> _Предоставленный отрывок_:
* * * * * * *

— Саш, подари мне стол, — так он нас встретил, — знаешь, я люблю столы, много столов, как в столовой. Такая поразительная перспектива столов. Белые столы на черном фоне. Ночной цвет. Ты знаешь, маленьким я был в ночном, в Балашихе. Горит костер, мотыльки, горячая картошка. Ты любишь горячую картошку? Слушай, давай сварим горячей картошки в тулупах, чтоб повесить тулуп на гвоздь.
Владимир Игоревич Яковлев, «старик, ты — гений!» Первый из первых!
Он рисовал энергичными мазками, не прибегая к дробной технике. На первый взгляд, гуаши Яковлева казались топорными, но чем больше вглядывался в них, тем глубже затягивало очарование. Смелый рисунок, решительная хватка. Московский гений с маху, в один присест, выдавал «цветок в стакане». Не пустой, легкомысленный букет, а вещь, написанная обнаженным сердцем.
Гойя, Ван Гог, Врубель, Яковлев — творцы одной породы человеческого страдания.
Ромашка в стакане, как приговоренный к казни.
Я благодарен судьбе и Сашке Васильеву за то, что они свели меня с художником, приговоренным к мучительным пыткам жизни.
Бывал я и в «доме Фаворского». Обращение матерого гравера к пушкинским трагедиям меня не удивило. Текст выбирал сам художник за много лет гравирования, он был уже безнадежно болен, штихель не слушался, но лучшее в этой серии «Пир во время чумы» — страничный разворот с изображением пирующих молодых людей прямо посреди городской площади — мне очень нравился. Фаворский посадил за стол всех обитателей дома, а чумной Вальгам был не кто иной, как Иван Бруни, постоянный председатель застолий на Перовом Поле.

* * * * * * *

Исходные данные:
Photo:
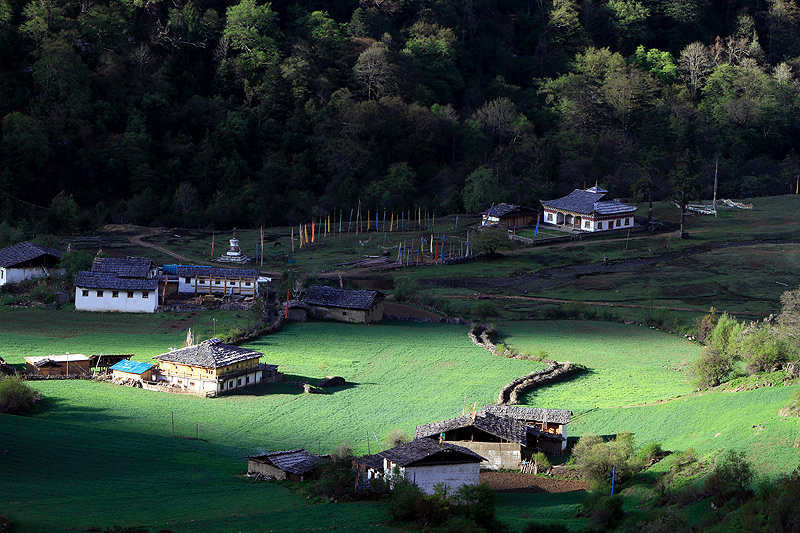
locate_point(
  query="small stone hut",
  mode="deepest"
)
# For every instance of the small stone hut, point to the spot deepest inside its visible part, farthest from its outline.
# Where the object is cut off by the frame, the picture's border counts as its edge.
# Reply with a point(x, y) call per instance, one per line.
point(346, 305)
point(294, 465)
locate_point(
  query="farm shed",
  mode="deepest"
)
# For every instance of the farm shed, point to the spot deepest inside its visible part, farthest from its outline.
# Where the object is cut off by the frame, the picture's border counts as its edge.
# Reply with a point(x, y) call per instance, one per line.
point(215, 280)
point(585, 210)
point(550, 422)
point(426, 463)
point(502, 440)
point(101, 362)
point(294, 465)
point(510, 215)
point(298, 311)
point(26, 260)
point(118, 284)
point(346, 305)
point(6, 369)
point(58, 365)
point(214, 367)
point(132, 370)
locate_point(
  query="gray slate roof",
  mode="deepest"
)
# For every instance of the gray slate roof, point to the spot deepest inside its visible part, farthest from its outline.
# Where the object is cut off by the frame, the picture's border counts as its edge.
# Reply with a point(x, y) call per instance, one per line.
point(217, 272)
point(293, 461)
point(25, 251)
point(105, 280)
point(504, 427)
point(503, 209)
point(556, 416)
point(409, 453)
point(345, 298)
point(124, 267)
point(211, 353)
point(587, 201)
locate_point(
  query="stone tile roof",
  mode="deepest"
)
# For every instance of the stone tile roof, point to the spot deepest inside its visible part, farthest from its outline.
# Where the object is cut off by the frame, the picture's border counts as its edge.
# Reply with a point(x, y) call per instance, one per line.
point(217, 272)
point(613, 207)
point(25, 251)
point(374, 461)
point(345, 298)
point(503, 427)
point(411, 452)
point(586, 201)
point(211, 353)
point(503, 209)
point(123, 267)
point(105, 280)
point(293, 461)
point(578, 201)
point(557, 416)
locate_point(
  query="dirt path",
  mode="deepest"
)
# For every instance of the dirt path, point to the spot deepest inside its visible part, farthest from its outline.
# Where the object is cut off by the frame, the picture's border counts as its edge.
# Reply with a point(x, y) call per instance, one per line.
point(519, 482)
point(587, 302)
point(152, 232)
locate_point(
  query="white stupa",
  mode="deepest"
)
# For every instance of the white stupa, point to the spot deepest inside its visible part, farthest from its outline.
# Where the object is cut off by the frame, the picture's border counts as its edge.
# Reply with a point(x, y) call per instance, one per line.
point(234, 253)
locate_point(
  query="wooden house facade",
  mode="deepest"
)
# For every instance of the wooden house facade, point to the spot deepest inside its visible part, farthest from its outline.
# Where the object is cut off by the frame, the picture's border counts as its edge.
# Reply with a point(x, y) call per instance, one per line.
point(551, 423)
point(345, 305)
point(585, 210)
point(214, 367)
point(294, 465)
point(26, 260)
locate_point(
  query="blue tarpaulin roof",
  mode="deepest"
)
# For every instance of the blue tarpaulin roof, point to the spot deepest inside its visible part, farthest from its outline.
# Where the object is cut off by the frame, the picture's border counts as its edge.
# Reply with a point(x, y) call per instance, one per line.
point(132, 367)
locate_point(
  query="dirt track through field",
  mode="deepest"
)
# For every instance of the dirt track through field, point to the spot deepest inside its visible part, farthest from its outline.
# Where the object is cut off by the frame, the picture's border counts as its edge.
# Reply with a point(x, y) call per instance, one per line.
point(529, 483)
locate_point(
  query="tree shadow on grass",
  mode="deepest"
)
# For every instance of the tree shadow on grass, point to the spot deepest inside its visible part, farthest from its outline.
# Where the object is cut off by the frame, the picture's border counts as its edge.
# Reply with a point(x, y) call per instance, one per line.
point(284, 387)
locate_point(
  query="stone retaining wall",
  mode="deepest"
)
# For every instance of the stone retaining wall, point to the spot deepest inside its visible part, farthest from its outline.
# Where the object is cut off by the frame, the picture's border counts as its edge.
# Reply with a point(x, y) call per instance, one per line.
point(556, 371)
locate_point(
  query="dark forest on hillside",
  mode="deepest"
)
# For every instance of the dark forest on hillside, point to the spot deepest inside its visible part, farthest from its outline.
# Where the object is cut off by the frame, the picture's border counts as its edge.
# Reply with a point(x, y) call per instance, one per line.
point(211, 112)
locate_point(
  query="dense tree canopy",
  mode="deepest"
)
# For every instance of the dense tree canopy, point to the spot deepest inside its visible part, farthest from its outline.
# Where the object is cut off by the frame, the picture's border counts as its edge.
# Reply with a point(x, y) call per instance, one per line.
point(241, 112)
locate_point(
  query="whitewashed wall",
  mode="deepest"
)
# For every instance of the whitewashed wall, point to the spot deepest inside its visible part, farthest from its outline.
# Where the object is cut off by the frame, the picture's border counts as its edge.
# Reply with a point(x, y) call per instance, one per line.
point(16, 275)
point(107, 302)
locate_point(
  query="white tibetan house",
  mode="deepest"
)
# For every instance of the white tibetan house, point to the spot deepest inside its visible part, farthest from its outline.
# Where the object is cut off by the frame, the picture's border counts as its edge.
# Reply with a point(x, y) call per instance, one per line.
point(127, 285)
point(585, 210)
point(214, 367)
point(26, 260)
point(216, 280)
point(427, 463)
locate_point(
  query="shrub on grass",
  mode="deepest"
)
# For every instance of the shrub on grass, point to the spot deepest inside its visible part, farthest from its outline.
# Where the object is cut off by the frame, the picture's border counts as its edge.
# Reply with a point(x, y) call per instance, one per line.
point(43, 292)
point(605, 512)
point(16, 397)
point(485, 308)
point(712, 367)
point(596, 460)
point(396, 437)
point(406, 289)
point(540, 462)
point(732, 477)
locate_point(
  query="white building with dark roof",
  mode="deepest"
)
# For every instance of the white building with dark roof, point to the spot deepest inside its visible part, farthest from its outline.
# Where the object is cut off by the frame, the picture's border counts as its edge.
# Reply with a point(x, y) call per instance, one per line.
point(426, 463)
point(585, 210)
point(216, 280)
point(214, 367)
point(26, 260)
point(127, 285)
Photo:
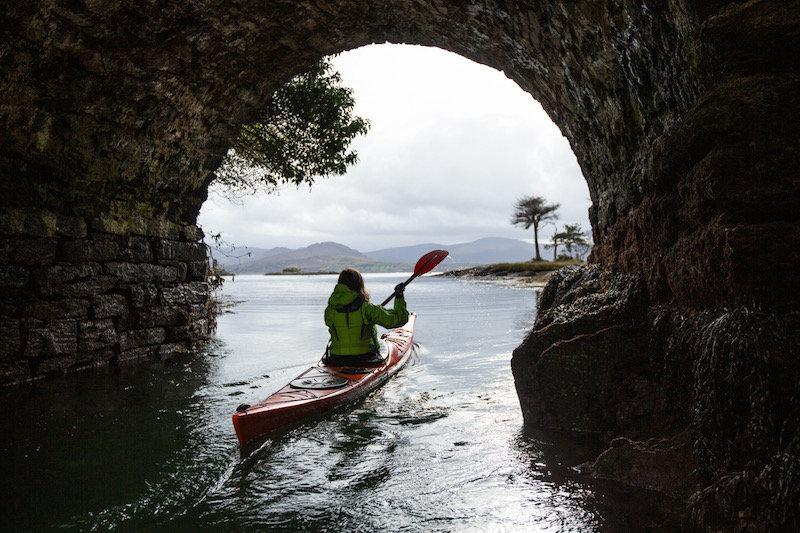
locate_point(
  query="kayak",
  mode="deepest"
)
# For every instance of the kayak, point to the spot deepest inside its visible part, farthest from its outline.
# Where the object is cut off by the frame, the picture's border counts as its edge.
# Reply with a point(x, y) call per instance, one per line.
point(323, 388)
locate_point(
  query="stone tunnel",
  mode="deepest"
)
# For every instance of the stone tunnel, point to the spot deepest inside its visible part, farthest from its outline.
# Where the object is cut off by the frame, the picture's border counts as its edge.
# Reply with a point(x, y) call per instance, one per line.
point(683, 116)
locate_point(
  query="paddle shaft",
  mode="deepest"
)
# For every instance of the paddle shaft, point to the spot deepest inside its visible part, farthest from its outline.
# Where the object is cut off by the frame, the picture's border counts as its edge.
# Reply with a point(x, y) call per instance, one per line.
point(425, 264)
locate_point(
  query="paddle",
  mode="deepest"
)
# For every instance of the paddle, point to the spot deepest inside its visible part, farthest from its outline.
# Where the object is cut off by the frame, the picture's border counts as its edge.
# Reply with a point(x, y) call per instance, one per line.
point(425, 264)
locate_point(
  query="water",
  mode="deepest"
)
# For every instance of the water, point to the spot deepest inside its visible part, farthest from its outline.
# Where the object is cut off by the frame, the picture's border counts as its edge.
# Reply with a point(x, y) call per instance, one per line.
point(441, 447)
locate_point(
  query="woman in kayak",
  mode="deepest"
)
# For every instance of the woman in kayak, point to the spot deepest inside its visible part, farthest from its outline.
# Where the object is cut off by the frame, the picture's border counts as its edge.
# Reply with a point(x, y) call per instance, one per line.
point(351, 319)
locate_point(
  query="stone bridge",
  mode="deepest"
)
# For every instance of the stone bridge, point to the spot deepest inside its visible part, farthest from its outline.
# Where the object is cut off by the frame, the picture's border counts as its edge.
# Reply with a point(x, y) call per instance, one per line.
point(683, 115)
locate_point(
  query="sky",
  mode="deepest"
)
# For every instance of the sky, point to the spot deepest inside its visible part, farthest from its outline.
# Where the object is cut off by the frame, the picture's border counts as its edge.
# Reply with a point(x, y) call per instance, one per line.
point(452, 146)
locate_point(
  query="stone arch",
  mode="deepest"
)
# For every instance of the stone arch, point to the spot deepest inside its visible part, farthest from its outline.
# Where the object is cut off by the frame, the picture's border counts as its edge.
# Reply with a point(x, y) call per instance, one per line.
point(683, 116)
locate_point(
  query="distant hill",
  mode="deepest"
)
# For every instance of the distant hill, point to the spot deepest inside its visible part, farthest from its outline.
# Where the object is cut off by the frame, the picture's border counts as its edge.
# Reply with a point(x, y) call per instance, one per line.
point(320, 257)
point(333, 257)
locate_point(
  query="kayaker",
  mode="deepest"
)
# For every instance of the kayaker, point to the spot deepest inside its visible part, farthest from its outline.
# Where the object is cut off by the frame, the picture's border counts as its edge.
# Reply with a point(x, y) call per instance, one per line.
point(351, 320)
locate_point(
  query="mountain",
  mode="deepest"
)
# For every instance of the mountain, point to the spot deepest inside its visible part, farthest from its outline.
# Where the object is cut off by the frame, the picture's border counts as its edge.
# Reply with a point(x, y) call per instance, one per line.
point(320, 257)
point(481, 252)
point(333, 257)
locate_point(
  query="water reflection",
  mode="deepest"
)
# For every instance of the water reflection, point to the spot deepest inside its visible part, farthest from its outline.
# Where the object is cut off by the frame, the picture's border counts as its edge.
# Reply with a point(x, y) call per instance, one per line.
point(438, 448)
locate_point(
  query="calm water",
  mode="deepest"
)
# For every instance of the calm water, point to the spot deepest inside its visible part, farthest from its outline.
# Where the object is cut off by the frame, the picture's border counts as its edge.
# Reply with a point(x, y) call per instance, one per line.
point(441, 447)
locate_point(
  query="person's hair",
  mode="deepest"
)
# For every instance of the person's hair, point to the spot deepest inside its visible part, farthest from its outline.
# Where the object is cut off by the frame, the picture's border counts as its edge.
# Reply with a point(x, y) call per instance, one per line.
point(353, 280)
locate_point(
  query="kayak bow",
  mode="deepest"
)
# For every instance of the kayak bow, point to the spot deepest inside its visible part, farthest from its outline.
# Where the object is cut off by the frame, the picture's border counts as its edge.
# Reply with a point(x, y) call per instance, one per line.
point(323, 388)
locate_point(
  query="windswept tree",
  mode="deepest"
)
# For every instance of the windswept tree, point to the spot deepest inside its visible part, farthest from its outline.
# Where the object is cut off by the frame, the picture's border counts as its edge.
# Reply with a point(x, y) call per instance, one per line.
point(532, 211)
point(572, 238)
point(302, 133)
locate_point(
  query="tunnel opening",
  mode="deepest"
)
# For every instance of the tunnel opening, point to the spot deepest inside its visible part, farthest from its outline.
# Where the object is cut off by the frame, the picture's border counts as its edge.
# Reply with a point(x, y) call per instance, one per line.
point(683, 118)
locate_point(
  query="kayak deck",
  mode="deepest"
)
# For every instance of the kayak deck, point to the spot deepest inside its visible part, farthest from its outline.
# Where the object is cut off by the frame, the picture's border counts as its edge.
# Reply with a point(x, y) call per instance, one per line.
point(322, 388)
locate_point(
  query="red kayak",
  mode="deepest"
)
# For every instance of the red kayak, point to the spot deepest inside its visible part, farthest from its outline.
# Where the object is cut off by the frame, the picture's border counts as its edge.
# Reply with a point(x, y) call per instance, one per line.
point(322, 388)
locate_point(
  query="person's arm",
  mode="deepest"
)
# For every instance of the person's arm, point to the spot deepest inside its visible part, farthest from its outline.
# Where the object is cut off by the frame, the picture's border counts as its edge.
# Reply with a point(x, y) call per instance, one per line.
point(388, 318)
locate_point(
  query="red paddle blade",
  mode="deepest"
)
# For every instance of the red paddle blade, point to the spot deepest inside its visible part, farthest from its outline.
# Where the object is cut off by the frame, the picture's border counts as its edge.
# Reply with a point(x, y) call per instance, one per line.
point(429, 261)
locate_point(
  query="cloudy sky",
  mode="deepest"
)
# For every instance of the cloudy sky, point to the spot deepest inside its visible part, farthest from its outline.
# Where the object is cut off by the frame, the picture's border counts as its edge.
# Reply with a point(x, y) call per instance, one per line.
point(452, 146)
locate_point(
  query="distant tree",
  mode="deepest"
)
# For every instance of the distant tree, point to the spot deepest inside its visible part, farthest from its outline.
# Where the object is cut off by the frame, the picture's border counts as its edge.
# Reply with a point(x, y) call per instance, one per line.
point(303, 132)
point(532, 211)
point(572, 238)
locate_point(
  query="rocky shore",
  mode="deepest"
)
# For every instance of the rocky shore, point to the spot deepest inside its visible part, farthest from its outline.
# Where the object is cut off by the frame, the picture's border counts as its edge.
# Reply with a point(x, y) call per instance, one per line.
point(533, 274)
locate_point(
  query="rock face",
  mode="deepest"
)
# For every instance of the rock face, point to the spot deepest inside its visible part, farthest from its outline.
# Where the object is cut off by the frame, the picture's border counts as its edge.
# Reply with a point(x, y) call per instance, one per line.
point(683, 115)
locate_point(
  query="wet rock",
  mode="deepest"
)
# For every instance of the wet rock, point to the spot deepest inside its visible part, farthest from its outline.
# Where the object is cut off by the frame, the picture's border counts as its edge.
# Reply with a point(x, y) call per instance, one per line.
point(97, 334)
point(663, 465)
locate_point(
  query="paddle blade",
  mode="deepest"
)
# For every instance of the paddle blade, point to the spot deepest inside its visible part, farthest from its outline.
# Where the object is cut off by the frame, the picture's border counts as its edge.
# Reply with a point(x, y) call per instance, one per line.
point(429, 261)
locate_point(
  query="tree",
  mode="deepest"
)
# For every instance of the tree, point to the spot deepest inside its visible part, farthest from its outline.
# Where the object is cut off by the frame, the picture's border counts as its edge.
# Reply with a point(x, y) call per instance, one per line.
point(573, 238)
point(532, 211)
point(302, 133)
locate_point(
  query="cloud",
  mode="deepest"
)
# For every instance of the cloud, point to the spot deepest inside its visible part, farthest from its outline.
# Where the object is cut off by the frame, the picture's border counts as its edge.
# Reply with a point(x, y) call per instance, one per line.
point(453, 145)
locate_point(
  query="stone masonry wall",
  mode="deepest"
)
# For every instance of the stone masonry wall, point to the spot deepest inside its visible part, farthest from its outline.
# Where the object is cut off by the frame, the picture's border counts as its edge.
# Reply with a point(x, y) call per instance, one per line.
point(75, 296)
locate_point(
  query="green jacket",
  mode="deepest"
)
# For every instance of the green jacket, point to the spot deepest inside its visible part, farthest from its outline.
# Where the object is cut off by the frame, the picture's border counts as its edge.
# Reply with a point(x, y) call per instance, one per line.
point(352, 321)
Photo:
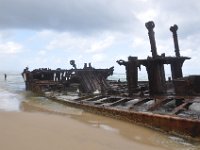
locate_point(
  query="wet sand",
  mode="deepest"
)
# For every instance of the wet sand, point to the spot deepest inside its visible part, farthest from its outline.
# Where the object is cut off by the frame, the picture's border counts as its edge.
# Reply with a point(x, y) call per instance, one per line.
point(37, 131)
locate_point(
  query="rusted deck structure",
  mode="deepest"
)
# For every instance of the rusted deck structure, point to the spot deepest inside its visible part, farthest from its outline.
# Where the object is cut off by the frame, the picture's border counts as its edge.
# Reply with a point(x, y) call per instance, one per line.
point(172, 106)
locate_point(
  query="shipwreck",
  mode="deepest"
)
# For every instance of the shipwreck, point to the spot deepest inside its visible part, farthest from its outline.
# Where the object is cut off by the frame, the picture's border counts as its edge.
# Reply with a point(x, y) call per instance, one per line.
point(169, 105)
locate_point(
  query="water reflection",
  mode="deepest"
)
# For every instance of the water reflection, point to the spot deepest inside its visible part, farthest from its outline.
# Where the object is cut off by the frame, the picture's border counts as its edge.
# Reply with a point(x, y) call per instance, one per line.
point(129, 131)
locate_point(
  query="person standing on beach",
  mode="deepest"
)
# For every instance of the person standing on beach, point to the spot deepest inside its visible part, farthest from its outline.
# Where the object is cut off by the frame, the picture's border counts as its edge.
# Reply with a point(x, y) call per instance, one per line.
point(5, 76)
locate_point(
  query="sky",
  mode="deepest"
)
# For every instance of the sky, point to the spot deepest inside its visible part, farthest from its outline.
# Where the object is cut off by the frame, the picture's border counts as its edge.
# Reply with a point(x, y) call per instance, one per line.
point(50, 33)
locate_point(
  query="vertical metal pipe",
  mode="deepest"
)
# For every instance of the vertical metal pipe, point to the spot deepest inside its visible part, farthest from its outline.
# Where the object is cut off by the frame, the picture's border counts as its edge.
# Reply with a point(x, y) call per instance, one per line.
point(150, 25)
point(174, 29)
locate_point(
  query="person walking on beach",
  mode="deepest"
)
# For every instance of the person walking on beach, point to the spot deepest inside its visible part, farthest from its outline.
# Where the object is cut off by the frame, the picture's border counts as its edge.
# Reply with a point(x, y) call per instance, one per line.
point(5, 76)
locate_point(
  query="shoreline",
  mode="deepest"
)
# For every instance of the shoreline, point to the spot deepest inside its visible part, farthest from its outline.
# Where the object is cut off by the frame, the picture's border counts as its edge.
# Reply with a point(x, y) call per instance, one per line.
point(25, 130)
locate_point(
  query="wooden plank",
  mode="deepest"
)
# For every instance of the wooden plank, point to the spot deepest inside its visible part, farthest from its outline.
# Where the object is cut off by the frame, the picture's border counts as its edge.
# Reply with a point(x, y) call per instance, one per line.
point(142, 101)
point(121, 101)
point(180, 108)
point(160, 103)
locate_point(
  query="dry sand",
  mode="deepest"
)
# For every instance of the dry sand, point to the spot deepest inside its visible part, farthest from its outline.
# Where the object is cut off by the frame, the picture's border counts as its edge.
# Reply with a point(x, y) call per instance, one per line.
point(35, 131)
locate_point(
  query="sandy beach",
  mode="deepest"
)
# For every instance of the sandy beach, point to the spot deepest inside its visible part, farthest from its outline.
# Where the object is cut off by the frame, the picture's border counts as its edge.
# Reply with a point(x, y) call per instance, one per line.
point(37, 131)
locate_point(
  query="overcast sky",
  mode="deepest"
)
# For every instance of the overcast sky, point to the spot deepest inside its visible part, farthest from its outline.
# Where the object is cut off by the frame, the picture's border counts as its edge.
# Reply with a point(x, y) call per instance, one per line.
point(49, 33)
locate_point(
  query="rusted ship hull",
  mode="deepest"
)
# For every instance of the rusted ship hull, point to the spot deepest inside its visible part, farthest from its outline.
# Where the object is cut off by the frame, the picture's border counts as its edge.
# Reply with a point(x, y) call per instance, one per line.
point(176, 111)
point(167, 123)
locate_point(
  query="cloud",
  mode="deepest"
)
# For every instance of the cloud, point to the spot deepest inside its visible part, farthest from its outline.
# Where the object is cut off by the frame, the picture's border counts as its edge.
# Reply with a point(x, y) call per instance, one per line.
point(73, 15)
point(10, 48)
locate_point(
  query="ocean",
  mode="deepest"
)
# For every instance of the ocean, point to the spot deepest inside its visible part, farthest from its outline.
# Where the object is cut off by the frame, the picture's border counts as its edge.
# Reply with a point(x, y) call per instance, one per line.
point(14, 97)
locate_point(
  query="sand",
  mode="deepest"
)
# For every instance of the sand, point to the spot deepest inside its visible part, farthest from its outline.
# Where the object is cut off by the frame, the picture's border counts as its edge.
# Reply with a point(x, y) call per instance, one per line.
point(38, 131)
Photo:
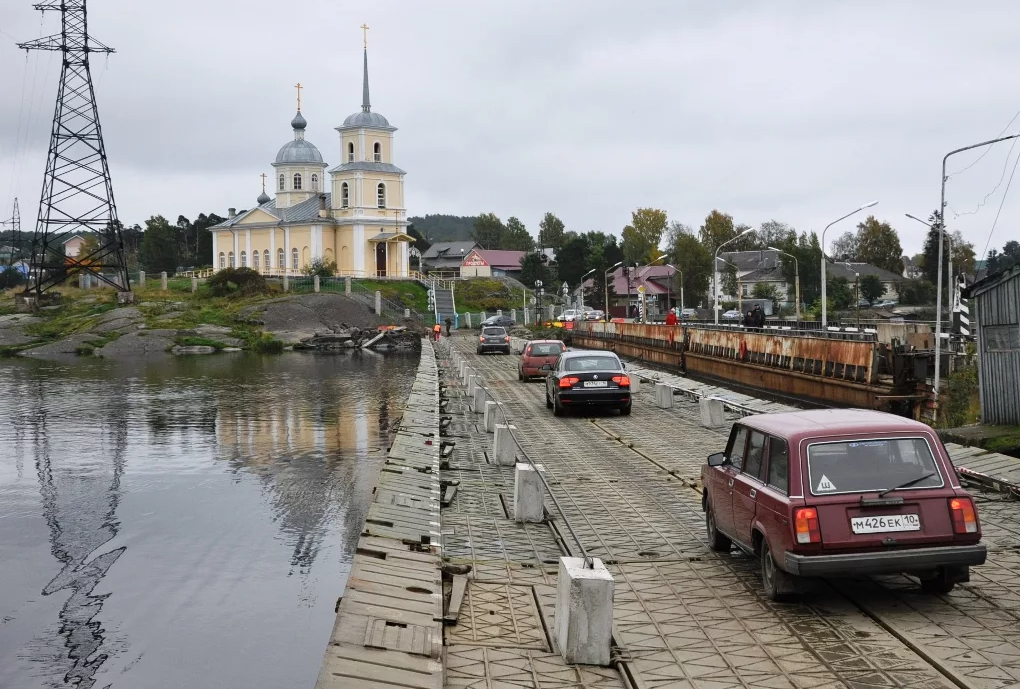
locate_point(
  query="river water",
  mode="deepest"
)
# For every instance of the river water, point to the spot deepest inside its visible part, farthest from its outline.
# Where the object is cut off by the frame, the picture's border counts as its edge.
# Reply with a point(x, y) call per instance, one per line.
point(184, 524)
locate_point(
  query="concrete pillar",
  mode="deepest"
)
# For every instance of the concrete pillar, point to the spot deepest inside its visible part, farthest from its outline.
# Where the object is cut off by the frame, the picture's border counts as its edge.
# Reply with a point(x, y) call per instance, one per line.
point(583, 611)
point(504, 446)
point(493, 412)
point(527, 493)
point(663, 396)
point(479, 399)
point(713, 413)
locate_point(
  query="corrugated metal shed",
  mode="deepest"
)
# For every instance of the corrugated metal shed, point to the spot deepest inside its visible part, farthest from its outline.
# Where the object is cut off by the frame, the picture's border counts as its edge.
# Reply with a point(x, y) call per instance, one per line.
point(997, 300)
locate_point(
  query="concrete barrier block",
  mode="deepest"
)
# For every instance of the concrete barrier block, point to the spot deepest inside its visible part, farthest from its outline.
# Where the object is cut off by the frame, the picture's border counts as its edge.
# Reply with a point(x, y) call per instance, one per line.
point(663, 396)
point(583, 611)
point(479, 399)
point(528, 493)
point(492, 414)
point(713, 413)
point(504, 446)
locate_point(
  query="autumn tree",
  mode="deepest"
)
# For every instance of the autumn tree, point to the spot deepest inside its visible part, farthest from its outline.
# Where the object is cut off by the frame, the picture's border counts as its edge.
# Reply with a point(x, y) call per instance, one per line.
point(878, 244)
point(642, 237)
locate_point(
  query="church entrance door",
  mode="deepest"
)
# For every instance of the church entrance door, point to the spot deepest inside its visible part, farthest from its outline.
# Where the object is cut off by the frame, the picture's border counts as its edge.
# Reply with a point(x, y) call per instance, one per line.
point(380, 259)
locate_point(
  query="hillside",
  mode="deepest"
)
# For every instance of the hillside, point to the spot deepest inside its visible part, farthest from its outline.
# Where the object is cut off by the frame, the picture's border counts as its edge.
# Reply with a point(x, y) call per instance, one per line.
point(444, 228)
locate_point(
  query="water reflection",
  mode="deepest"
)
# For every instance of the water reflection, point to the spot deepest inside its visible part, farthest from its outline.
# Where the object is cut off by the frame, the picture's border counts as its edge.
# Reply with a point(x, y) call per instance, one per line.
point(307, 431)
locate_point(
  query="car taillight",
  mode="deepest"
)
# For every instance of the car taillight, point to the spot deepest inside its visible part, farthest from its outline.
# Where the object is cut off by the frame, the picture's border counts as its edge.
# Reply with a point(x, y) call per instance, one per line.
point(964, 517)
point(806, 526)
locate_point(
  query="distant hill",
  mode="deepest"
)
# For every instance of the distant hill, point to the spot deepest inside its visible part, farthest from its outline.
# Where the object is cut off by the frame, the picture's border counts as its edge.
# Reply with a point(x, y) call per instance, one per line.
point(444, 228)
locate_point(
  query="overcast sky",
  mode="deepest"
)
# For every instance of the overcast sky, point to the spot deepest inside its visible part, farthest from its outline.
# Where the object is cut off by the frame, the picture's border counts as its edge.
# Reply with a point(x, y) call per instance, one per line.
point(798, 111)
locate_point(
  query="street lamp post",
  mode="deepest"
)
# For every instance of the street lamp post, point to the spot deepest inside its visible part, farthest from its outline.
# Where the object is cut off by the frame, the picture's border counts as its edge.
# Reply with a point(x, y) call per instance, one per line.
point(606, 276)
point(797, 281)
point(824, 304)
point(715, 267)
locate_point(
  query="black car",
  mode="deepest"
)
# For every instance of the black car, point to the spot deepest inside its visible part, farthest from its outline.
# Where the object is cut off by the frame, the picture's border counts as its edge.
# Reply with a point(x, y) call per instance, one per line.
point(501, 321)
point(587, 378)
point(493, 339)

* * * * * * *

> _Условия заданий_:
[a] Извлеките из текста о художниках фрагмент, начиная со слов «Бывал я и в» и продолжая вплоть до слов «на Перовом Поле.», без каких-либо изменений.
[b] Продолжите текст о художниках, начав сразу после его последнего предложения.

> _Итоговые результаты_:
[a]
Бывал я и в «доме Фаворского». Обращение матерого гравера к пушкинским трагедиям меня не удивило. Текст выбирал сам художник за много лет гравирования, он был уже безнадежно болен, штихель не слушался, но лучшее в этой серии «Пир во время чумы» — страничный разворот с изображением пирующих молодых людей прямо посреди городской площади — мне очень нравился. Фаворский посадил за стол всех обитателей дома, а чумной Вальгам был не кто иной, как Иван Бруни, постоянный председатель застолий на Перовом Поле.

[b]
После смерти горячо любимой жены, художницы и матери троих детей, двое из которых погибли на войне, Фаворский замкнулся и затих. Общение с ним устраивали заранее и только официальным липам, издателям, иностранным галерейщикам. У постели угасавшего академика постоянно дежурила Ирка Коровий, с записной книжкой, ловившая каждый вздох духовного вождя русского искусства.
9. Сто первый километр
Лет десять подряд Федя-Акробат возил студентов декфака на пленэрную практику в Тарусу — сто километров от Москвы, — где он снимал полдачи с мезонином.
В июне 1959 года, после трех часов ходу под дождем, старый речной катер ткнулся носом в сушу, и профессор Богородский объявил ученикам:
— Город Таруса — русский Барбизон!
Туман постепенно спадал, обнажая убогий пейзаж. Появился искалеченный дебаркадер. На мокром пароме валялся пьяница. В сырой траве квакали лягушки. В грязи застряла телега с сеном. Бородатая коза жевала тряпку. С гнилой лодки какой-то шизофреник в очках пытался поймать пескаря.
И это знаменитый Барбизон?
Юные художники бросили на голый берег мольберты и заскулили, проклиная грязь, дождь и советскую власть.
Вечером профессор пригласил к себе избранных студентов курса для собеседования.
— Повторяю, — встретил он нас в белых, теннисных брюках и соломенной шляпе, — несмотря на отсутствие архитектурных шедевров, Таруса — артистический Барбизон. Турист, разбалованный африканской экзотикой, не найдет здесь пышной растительности с пестрым, пернатым царством. В этом скромном уголке русской природы скрыты очень сложные художественные задачи, решать которые нам, реалистам, необходимо.
Педагог упомянул о прошлом тарусского края, украшая панегирик знаменитостями науки, культуры, литературы, облюбовавшими этот безликий косогор над Окой для плодотворной работы.
— Завтра после полудня нас ждет Константин Георгиевич Паустовский, а послезавтра Василий Алексеевич Ватагин, — закончил встречу Федя-Акробат.
Никто из нас не читал известного писателя, включая вгиковского энциклопедиста Каневского, сочинявшего «в стол» короткие эротические были.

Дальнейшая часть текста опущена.